** What to work on **
Rewrite the listing starting with the line with "I bet there's a stone block" and going on through the line with "201 36 211 51", putting "black coat" in place of "dark jacket" and keeping everything else the same.
***** Records
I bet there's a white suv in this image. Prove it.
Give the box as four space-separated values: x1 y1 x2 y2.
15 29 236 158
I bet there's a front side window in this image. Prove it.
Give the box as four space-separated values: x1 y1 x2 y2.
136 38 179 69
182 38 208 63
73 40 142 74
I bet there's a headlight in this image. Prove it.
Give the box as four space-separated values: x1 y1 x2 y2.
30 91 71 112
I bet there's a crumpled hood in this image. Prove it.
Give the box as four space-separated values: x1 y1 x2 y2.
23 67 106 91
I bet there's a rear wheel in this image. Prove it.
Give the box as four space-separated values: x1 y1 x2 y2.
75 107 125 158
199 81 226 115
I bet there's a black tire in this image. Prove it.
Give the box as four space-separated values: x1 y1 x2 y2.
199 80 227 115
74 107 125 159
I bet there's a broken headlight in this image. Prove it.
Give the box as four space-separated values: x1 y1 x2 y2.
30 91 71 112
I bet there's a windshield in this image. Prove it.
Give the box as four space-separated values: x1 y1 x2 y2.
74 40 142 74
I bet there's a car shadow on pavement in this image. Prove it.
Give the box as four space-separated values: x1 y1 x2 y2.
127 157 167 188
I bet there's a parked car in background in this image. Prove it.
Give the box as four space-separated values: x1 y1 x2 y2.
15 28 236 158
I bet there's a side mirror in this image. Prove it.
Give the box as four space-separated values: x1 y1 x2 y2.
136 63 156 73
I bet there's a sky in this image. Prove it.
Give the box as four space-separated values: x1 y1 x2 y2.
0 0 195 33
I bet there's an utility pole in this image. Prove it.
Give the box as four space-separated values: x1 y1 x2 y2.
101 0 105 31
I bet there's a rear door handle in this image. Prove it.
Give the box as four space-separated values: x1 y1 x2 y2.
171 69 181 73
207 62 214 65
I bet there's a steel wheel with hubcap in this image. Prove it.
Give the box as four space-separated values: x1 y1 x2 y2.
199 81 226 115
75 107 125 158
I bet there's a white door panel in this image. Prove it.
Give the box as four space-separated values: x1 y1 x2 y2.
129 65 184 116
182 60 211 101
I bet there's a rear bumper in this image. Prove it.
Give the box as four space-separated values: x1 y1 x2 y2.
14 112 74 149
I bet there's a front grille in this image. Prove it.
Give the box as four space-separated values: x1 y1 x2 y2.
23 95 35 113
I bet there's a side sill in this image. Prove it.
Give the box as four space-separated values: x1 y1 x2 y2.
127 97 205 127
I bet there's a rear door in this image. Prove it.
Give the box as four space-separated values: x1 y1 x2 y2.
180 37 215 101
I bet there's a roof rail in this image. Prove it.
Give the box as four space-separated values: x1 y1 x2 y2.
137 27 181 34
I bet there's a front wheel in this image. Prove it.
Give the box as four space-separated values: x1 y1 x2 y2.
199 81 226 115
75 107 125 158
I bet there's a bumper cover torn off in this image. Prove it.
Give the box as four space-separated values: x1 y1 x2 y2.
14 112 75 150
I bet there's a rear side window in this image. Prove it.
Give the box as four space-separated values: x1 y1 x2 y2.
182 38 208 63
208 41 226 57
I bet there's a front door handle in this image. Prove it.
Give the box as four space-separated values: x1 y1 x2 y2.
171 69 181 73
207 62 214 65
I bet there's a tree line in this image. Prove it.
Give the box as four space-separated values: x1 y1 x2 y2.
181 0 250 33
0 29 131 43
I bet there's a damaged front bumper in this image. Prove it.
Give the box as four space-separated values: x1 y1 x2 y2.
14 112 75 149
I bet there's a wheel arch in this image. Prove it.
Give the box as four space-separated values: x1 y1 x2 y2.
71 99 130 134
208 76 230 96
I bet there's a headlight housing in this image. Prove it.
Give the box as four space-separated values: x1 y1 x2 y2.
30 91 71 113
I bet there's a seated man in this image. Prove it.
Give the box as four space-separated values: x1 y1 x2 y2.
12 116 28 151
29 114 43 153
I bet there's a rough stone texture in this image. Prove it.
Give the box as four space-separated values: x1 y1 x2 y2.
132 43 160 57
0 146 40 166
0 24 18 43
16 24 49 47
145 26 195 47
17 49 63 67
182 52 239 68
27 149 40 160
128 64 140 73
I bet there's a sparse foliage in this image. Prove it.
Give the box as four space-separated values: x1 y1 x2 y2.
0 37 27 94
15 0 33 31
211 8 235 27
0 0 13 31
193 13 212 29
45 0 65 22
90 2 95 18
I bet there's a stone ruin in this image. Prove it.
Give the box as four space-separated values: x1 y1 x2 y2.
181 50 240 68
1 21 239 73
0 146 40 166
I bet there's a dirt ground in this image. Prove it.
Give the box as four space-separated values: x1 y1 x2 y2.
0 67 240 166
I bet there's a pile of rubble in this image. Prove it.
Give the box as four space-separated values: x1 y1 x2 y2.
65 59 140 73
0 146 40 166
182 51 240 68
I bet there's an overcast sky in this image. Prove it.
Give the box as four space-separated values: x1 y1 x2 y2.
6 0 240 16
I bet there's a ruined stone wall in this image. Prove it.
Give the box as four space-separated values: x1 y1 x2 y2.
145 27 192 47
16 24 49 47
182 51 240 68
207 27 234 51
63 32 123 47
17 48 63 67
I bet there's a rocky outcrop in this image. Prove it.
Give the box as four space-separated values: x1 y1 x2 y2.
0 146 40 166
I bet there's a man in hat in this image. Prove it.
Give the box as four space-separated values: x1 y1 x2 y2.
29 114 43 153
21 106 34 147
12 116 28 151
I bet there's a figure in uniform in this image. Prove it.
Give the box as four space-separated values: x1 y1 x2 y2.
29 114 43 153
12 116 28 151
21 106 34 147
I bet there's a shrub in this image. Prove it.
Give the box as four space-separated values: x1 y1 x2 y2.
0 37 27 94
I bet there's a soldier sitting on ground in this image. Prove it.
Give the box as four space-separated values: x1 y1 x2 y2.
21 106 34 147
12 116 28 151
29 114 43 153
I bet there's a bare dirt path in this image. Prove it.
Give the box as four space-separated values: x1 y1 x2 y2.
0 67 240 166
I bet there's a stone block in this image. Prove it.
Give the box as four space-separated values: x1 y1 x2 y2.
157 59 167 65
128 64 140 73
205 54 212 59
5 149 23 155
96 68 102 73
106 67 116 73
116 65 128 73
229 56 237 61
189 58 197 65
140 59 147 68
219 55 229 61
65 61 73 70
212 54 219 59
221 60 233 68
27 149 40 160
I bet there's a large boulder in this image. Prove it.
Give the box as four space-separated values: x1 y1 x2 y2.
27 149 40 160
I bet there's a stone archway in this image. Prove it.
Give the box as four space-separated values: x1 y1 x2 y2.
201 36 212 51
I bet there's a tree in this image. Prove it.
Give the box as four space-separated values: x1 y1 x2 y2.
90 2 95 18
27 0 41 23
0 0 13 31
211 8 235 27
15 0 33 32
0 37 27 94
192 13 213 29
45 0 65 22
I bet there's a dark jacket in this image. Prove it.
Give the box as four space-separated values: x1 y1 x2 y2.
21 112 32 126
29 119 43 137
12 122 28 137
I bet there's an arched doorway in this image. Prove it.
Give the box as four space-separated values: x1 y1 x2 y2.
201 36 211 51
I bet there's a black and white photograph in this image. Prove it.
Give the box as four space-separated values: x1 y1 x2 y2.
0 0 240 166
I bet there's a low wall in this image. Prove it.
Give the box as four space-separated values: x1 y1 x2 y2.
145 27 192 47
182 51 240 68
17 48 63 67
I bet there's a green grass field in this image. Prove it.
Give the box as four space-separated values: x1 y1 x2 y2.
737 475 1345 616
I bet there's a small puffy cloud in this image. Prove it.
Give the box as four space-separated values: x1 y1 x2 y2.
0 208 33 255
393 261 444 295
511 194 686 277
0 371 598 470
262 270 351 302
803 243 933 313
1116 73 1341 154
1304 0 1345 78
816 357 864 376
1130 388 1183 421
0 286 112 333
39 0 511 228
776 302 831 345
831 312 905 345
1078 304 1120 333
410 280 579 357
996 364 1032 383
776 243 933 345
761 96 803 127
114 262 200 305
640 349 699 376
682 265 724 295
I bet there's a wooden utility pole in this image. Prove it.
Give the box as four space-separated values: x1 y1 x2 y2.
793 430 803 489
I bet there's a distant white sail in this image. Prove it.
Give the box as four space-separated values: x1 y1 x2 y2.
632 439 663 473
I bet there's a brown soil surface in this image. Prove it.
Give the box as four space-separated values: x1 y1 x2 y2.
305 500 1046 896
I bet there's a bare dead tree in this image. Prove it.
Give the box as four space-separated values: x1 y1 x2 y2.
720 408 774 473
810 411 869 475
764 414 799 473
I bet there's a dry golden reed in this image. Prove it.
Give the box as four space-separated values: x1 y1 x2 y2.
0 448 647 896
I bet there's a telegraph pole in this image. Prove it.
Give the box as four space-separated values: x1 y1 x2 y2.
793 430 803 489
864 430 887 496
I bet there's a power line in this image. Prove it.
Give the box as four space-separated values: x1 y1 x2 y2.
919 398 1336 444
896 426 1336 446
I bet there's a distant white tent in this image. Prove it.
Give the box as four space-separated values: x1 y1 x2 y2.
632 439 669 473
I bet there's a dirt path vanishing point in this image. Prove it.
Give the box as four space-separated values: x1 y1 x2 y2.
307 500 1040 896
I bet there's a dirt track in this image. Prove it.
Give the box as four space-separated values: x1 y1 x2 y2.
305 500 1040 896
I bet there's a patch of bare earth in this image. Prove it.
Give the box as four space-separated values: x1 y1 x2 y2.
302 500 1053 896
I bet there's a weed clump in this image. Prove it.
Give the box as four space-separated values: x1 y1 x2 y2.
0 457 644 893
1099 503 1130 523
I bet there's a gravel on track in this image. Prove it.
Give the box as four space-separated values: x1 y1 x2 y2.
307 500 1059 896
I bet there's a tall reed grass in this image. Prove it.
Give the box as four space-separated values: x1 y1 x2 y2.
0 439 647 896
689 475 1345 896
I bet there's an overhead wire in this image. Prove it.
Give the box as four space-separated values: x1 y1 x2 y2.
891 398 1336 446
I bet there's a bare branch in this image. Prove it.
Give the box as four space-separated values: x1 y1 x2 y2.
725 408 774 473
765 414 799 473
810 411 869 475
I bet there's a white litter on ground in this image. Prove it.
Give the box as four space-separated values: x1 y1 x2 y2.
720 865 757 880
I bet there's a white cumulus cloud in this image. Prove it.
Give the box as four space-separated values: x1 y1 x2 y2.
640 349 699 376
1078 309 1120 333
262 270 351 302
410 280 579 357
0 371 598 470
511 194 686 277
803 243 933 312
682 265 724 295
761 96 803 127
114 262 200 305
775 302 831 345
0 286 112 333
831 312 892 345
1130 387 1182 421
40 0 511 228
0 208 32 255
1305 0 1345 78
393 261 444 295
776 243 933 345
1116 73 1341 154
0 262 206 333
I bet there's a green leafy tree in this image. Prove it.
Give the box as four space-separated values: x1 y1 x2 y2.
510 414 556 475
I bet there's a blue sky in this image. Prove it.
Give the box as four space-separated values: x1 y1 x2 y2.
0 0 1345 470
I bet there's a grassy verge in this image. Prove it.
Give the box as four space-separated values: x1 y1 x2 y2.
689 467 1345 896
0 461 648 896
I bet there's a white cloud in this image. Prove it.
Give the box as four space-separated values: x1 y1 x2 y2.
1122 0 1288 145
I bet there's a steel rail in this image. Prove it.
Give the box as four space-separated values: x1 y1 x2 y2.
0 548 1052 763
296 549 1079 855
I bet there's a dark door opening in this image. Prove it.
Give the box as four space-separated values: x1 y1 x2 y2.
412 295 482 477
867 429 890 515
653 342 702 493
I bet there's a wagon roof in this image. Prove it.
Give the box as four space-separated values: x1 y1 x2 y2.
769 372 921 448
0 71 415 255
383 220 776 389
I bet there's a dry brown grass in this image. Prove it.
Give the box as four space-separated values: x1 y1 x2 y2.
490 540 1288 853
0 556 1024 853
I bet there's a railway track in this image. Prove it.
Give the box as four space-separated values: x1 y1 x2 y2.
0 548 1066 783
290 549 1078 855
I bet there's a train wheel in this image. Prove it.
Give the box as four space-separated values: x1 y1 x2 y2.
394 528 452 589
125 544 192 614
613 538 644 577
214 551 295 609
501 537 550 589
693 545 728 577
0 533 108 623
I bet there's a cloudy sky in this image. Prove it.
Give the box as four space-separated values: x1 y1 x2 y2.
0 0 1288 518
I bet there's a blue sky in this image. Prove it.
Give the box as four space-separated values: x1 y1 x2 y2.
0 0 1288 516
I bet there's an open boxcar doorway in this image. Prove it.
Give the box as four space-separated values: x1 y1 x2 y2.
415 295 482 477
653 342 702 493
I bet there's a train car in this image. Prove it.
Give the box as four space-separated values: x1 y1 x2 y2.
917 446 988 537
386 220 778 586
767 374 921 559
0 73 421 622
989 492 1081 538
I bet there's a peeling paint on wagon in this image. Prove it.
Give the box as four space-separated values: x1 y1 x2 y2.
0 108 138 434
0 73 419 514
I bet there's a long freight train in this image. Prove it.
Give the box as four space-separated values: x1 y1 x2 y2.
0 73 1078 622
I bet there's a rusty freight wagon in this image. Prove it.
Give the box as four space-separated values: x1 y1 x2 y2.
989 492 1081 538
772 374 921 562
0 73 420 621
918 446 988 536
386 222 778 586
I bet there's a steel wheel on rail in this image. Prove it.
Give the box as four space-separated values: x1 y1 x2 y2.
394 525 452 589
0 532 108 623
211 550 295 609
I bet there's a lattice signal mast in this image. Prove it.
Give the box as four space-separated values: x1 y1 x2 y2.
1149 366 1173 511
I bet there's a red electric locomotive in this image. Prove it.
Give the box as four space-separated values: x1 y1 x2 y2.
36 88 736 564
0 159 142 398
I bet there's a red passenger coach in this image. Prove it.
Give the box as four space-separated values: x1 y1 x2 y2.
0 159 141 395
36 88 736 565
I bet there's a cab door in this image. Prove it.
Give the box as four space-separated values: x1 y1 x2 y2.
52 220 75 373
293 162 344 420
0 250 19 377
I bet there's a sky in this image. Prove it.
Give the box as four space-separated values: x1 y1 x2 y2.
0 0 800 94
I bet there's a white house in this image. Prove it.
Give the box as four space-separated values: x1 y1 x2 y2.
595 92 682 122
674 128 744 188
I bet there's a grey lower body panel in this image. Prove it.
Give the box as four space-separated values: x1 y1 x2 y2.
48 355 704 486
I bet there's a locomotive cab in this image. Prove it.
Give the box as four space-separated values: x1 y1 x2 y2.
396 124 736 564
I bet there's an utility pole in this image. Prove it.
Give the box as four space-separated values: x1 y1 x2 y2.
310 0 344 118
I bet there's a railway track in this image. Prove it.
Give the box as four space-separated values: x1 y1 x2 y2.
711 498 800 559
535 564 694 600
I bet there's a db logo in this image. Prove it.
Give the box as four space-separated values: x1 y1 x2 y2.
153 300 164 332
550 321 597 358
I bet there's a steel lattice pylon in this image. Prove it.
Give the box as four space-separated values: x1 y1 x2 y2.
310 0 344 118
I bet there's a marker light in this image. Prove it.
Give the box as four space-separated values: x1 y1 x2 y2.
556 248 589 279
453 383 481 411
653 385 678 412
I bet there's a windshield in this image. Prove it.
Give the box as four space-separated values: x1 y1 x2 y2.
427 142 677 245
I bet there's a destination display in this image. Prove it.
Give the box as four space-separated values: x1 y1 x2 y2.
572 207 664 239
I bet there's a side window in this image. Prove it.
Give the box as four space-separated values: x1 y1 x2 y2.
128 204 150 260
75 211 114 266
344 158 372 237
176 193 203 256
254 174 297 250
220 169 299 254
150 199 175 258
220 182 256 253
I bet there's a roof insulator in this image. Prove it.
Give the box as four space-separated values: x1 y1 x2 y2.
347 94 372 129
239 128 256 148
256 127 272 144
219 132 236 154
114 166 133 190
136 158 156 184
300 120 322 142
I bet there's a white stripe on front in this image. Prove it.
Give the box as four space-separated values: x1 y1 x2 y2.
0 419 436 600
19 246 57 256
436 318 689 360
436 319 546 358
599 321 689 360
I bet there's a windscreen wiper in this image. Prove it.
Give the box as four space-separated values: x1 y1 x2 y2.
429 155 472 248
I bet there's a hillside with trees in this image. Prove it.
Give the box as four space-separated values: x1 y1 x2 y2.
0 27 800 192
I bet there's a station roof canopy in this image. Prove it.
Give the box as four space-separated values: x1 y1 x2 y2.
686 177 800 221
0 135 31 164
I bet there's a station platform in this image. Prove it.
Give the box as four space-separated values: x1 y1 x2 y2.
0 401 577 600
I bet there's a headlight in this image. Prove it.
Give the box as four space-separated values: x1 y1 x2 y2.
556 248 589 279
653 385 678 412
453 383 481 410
**********
** Expected answer **
I bet there's a stone block in this image. Prove it.
Give the box as four space-separated values: x1 y1 x2 y2.
157 59 167 65
128 64 140 73
205 54 212 59
5 149 23 155
96 68 102 73
106 67 116 73
116 65 128 73
229 56 237 61
189 58 197 65
140 59 147 68
219 55 229 61
65 61 73 70
212 54 219 59
221 60 233 68
27 149 40 160
I bet there's a large boulder in this image. Prove it.
Give the box as four space-separated values: x1 y1 x2 y2.
27 149 40 160
I bet there's a stone archway in this image. Prove it.
Give the box as four space-separated values: x1 y1 x2 y2.
201 36 212 51
I bet there's a tree in this image. Prove it.
Give the box as four space-separated values: x1 y1 x2 y2.
90 2 95 18
27 0 41 23
0 0 13 31
211 8 235 27
15 0 33 32
0 37 27 94
192 13 213 29
45 0 65 22
I bet there's a black coat in this image. Prove it.
Give the box as four space-separated values: x1 y1 x2 y2.
21 112 32 126
29 119 43 137
12 122 28 137
I bet there's an arched doorway in this image. Prove it.
Give the box as four space-separated values: x1 y1 x2 y2.
201 36 211 51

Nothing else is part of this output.